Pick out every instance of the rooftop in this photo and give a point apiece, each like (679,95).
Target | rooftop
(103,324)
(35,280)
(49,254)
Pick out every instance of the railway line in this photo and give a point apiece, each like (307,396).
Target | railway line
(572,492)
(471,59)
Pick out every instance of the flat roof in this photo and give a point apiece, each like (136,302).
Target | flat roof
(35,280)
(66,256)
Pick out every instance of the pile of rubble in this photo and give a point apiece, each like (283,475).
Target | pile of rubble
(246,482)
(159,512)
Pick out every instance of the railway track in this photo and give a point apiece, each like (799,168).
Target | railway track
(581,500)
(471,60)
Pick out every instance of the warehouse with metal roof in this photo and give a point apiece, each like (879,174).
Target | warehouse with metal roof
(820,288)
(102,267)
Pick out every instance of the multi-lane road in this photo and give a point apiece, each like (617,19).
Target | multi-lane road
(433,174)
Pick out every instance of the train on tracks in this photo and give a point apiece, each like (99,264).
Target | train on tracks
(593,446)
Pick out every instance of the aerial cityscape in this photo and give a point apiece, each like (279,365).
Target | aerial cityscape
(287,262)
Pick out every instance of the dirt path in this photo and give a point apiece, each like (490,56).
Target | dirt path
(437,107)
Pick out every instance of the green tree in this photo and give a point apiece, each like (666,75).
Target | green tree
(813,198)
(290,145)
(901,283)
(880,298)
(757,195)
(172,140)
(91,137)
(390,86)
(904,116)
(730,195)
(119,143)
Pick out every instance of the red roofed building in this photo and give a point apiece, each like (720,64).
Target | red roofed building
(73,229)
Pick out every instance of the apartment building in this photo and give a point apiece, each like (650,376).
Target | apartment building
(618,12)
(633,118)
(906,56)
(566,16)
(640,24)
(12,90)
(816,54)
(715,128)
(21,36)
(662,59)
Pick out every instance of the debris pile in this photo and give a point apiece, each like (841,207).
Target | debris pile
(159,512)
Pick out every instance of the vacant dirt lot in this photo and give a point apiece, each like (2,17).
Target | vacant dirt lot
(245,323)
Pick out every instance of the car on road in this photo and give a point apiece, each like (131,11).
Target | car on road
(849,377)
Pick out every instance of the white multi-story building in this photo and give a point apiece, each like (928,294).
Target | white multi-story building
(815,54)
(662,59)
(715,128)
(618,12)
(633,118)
***
(Exercise description) Which lines run from the one containing "Pick out every instance of the car" to the end of the entries above? Print them exactly, both ends included, and nothing else.

(Solution to the problem)
Pick out every instance of the car on road in this photo and give a point apiece, each like (131,11).
Target | car on road
(849,377)
Pick out every instance of the white multi-story building in this photo and give a point apiece, each like (928,294).
Target | white multi-story building
(815,54)
(662,59)
(715,128)
(618,12)
(633,118)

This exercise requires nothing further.